··· TEXT EXCERPT

Right, the charset must agree with the charset of the program that wrote the
file.
-- Jack Krupansky
-----Original Message-----
From: Shawn Heisey
Sent: Monday, July 08, 2013 7:43 PM
To: solr-user@lucene.apache.org
Subject: Re: Indexing fails for docs with high Latin1 chars
On 7/8/2013 4:43 PM, John Randall wrote:
I'm new to Solr, so I'm probably missing something. So far I've
successfully indexed .xml docs with low Ascii chars. However when I try to
add a doc that has Latin1 chars with diacritics, it fails. I've tried
using the Jetty exampledocs post.jar, as well as using curl and directly
from a browser. All three of the following methods work fine when the docs
contain Ascii 32-126:
From a browser:
http://localhost:8080/solr/update/?stream.file=c:/solr/tml/exampledocs/57917486.xml&stream.contentType=application/xml
Using cURL:
curl
"http://localhost:8080/solr/update/?commit=true&stream.file=c:/solr/tml/exampledocs/57917486.xml&stream.contentType=application/xml”
Using post.jar from exampledocs directory
java -jar -Durl=http://localhost:8080/solr/update post.jar 57917486
java -jar -Durl=http://localhost:8080/solr/update post.jar 57917486.xml
I've tried other things: e.g., I've added the following line to the Tomcat
server.xml file, <Connector .../> section.
URIEncoding="UTF-8"
I've also copied some characters out of the utf8-example.xml file that
came with the Jetty app. It still fails. I also changed the offending
characters to their unicode equivalent: e.g., N with tilde to Ñ and
Ñ without success. For N with tilde and e with acute I get the
following message:
HTTP Status 400 - Invalid UTF-8 middle byte 0x4f (at char #159, byte #37)
________________________________
type Status report
message Invalid UTF-8 middle byte 0x4f (at char #159, byte #37)
description The request sent by the client was syntactically incorrect.
________________________________
Apache Tomcat/7.0.40
The file I am trying to add is as follows:
<?xml version="1.0" encoding="UTF-8"?>
<add>
<doc>
<field name="id">57917486</field>
<field name="descrip_fw">NIÑO VOLANTE YOUNG FLYER</field>
</doc>
</add>
If I use your xml file (copy/paste from your email), changing the field
names so it's compatible with my index, it works with Solr 4.4-SNAPSHOT:
[root@bigindy5 ~]# java
"-Durl=http://localhost:8982/solr/s0live/update/" -jar
/index/src/branch_4x/solr/example/exampledocs/post.jar input.xml
SimplePostTool version 1.5
Posting files to base url http://localhost:8982/solr/s0live/update/
using content-type application/xml..
POSTing file input.xml
1 files indexed.
COMMITting Solr index changes to http://localhost:8982/solr/s0live/update/..
Time spent: 0:00:01.385
One thing to note: Solr requires UTF-8 for its input. If anything in
the chain (text editor, software outputting the XML, etc.) is using
Latin1 rather than UTF-8, that could explain the problem.
The hex representation of the UTF-8 character for the N with a tilde
accent is C3 91 -- two bytes. I have verified that this is what is in
my XML file.
I am betting that your file actually contains the Latin1 representation,
which is a single byte. When interpreting that as UTF-8, the byte has
the high bit set, so Java is expecting the next byte to finish out the
character. The next byte is a capital O, or hex 4F, which matches your
error message.
The entities that you are trying, like "Ñ", are HTML entities.
Those entities do not work in XML. XML has a very restricted list of
valid entities, including < which is the < character.
Perhaps if you used Jack's advice, but told it that it was Latin1
instead of UTF-8, it would convert the character to UTF-8 for you.
Thanks,
Shawn

······
··· GIVEN DATA

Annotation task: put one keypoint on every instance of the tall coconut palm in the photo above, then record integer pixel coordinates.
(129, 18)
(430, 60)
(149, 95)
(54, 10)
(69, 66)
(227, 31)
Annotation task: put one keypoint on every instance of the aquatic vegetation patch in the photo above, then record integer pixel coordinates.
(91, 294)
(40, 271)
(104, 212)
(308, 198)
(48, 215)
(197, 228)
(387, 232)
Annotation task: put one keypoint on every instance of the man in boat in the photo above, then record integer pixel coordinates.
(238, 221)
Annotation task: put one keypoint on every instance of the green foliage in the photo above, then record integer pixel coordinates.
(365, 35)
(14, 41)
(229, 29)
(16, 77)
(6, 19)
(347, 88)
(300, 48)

······
··· GIVEN DATA

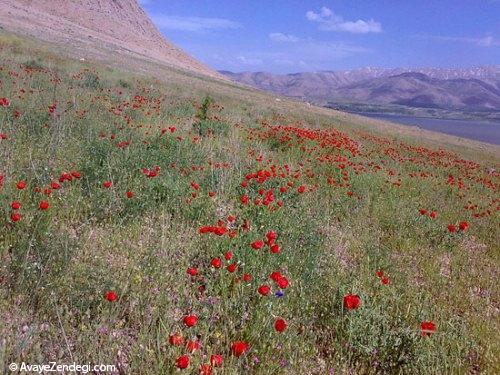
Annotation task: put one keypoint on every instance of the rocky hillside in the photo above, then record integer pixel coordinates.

······
··· GIVEN DATA

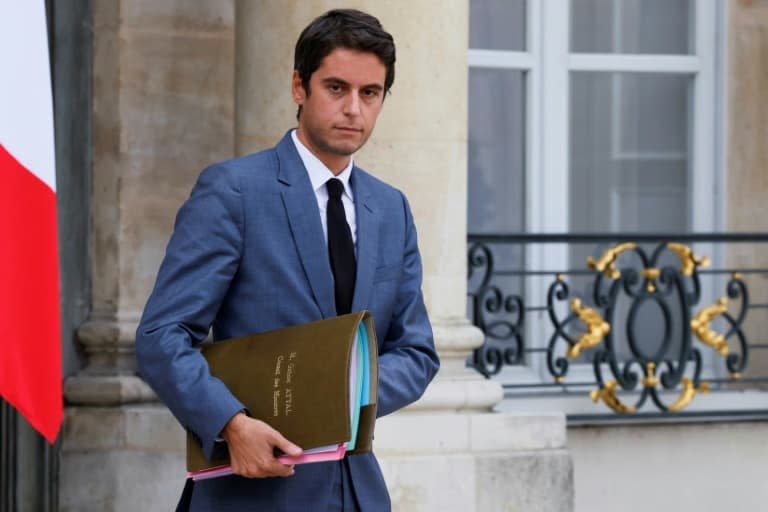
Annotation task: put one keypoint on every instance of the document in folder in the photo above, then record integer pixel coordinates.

······

PROBLEMS AND TASKS -
1. Summarize the thread on indexing Latin1 characters in Solr in two sentences.
2. Count the lines in the entries that contain the string "vegetation". Reply with the number only.

SET OF ANSWERS -
1. A user's XML documents with Latin1 characters carrying diacritics fail to index in Solr with an "Invalid UTF-8 middle byte 0x4f" error, even though documents limited to ASCII 32-126 index fine. The reply says Solr requires UTF-8 input, suggests the file likely holds the single-byte Latin1 form of N with tilde rather than its two-byte UTF-8 form, and notes that HTML entities do not work in XML.

2. 1